Position identification records
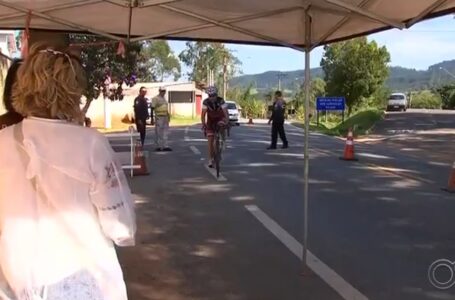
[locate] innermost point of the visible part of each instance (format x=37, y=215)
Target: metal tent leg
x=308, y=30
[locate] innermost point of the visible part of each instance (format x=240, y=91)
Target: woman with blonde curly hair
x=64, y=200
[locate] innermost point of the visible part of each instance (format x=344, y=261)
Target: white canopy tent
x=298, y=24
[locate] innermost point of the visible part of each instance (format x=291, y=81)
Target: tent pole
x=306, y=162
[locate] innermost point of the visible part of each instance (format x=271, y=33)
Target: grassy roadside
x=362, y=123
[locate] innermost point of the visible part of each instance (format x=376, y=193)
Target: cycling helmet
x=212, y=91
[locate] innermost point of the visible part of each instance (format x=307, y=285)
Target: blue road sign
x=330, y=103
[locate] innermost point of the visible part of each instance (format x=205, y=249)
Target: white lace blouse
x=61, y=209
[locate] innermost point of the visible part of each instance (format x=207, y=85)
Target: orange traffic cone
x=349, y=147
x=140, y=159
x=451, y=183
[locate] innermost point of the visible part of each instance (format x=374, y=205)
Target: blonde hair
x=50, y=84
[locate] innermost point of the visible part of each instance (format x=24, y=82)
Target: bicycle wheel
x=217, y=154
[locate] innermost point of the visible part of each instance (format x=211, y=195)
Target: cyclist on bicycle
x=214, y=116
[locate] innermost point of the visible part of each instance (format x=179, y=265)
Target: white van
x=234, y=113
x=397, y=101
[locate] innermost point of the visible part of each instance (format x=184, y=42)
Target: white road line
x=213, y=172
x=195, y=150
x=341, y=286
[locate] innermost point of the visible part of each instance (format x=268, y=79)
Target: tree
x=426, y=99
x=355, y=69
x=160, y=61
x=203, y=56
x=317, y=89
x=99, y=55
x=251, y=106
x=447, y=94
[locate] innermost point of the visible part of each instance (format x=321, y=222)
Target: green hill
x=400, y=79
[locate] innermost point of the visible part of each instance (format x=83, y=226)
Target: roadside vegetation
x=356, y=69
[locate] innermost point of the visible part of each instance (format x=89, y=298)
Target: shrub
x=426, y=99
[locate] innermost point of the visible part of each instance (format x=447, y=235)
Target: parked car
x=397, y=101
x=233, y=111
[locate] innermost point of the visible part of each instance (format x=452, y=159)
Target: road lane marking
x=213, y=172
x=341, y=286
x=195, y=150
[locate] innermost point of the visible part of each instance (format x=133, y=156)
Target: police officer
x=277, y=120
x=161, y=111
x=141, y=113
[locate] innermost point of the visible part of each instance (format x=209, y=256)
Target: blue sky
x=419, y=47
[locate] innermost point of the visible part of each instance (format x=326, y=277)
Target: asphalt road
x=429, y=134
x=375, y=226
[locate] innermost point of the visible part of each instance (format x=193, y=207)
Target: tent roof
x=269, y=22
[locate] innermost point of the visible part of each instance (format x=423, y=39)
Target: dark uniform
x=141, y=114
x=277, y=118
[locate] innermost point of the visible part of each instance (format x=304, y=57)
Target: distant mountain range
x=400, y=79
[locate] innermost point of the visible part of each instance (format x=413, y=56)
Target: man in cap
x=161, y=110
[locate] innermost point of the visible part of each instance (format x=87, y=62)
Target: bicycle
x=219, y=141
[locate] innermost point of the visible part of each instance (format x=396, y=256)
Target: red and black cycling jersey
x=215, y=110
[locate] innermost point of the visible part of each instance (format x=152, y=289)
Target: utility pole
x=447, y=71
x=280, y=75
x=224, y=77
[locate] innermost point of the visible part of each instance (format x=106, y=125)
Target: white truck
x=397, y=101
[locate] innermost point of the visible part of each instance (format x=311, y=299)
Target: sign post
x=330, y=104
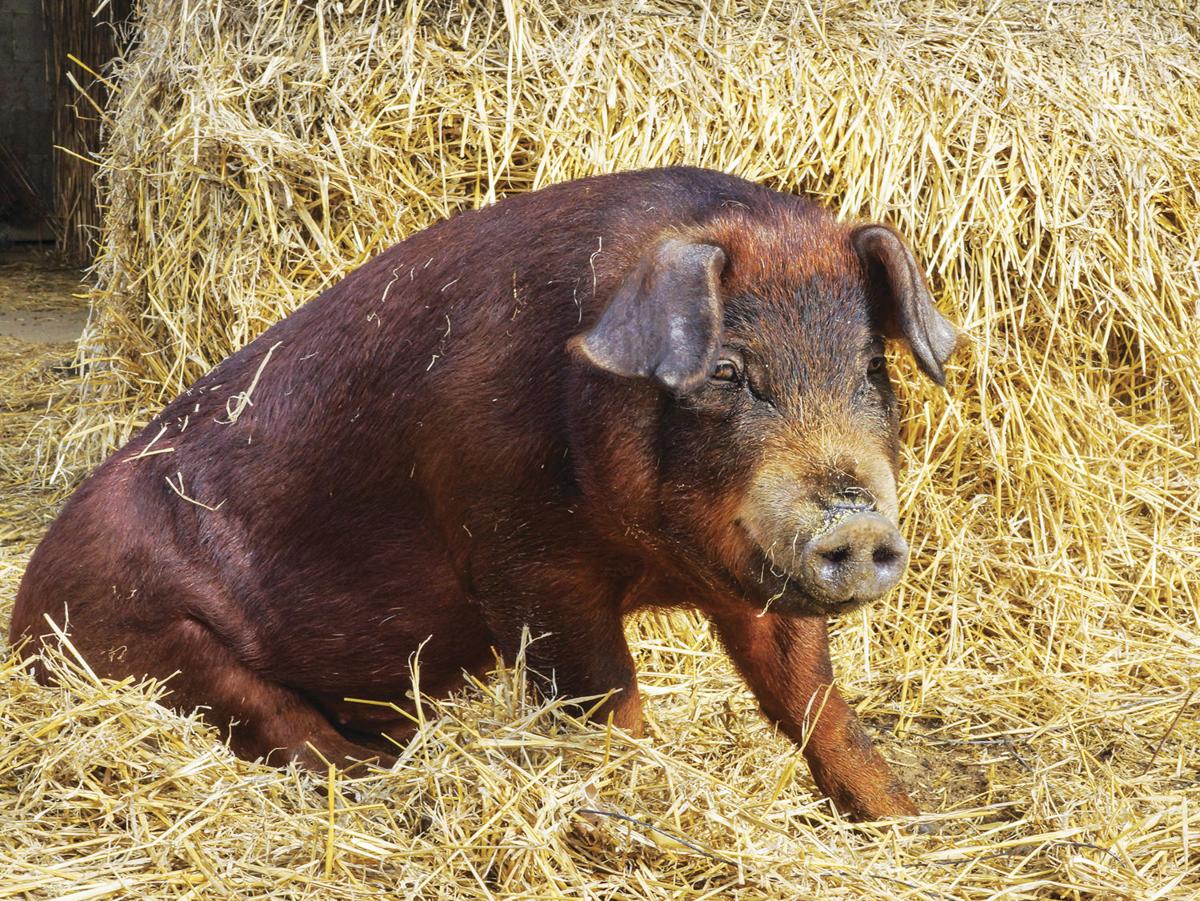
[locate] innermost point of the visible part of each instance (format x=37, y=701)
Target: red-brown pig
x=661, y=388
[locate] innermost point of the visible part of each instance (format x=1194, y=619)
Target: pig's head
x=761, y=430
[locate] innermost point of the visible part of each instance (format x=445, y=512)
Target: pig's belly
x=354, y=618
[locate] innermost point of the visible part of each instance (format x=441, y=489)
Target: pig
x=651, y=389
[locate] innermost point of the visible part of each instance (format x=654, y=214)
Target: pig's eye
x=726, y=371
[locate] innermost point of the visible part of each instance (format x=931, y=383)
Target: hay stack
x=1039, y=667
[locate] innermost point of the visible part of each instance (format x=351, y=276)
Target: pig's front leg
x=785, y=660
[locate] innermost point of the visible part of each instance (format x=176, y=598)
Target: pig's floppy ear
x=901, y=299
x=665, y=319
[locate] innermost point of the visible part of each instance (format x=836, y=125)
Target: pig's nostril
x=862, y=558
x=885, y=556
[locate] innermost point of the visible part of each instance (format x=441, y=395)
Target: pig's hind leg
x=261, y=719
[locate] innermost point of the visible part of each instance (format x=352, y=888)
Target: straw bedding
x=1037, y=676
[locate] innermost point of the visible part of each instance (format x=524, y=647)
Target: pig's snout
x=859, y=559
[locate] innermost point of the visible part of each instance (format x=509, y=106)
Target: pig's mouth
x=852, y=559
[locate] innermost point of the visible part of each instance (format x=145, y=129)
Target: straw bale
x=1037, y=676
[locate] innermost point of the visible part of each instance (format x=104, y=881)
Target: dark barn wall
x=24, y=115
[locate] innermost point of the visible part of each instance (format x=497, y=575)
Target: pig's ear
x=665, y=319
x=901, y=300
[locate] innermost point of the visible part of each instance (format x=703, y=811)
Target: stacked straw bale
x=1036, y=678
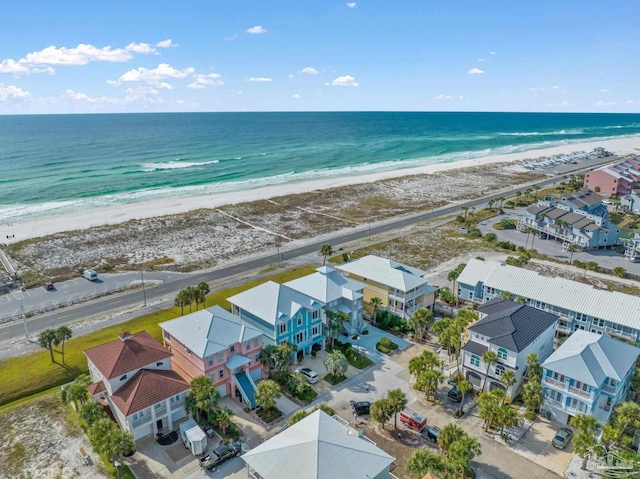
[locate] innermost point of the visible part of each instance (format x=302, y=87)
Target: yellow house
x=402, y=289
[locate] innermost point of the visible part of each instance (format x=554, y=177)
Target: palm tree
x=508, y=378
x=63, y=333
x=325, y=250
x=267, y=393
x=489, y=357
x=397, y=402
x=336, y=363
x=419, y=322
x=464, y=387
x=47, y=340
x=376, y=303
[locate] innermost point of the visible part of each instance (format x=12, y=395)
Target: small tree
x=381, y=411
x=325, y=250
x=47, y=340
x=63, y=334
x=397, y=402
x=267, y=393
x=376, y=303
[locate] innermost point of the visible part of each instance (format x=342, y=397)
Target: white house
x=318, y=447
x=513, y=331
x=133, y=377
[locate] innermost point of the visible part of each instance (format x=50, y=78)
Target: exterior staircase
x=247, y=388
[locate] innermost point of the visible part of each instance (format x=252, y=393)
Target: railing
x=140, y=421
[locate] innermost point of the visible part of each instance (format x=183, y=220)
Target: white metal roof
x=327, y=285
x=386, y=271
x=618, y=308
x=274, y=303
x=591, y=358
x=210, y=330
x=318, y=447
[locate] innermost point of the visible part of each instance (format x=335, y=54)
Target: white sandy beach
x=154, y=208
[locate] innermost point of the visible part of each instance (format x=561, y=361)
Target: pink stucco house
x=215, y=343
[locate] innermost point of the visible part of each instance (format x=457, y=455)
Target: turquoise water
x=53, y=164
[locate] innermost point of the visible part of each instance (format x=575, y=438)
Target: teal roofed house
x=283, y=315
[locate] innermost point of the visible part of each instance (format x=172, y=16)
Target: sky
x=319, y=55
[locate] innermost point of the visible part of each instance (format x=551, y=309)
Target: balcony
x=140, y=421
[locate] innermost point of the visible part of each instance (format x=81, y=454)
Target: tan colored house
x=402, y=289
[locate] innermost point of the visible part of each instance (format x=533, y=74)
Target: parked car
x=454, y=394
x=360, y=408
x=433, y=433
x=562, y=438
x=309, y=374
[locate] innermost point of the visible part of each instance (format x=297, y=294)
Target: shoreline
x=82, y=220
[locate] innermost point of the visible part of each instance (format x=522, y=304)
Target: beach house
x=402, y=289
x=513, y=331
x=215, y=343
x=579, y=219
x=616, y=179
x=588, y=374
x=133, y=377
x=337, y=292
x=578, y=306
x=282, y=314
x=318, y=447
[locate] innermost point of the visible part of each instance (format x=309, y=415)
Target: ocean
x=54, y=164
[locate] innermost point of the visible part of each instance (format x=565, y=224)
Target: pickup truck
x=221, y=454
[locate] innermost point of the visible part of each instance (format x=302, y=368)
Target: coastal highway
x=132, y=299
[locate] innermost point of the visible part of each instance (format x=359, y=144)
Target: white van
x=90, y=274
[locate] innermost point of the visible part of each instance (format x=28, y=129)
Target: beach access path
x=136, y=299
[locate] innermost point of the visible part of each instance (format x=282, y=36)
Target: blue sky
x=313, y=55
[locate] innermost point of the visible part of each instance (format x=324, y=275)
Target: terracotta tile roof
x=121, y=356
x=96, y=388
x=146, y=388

▶ PROBLEM DESCRIPTION: Begin at the line containing "(format x=172, y=16)" and reproduce each line through the end of the records above.

▶ SOLUTION TO THIS EXERCISE:
[locate] innermost point of the visible part of each instance (format x=172, y=16)
Target: sky
x=319, y=55
[locate] innermost point of the visible part of each instance (format x=551, y=309)
Target: balcony
x=140, y=421
[locate] innermost point of the visible part of each instance (format x=81, y=454)
Target: tan colored house
x=402, y=289
[locate] innermost point of the visible part of each instance (format x=533, y=74)
Target: parked car
x=454, y=394
x=360, y=408
x=433, y=433
x=562, y=438
x=309, y=374
[locate] innermost point of the visible part of each instance (format x=297, y=294)
Target: shoreline
x=82, y=220
[locate] innermost point of the visible part of each instance (format x=522, y=304)
Target: beach house
x=402, y=289
x=513, y=331
x=215, y=343
x=579, y=219
x=616, y=179
x=588, y=374
x=133, y=377
x=337, y=292
x=578, y=306
x=282, y=314
x=318, y=447
[locate] innermost point of the visible part of each instance (format x=309, y=415)
Target: ocean
x=54, y=164
[locate] innermost point of the visible part of each instance (format x=565, y=224)
Target: pickup truck
x=221, y=454
[locate] innermost point of the visible part of each instance (format x=302, y=368)
Target: coastal highway
x=132, y=299
[locate] innermost point of the visible part of each instance (format x=359, y=144)
Target: white van
x=90, y=274
[locate] innermost point of the visible part of each instance (format x=28, y=129)
Target: beach access path
x=136, y=299
[locate] innermost point of the visible part of each instance (format x=282, y=36)
Target: blue sky
x=313, y=55
[locate] innermost point of the visible part of each instance (format x=324, y=275)
Target: terracotta tile roof
x=121, y=356
x=96, y=388
x=146, y=388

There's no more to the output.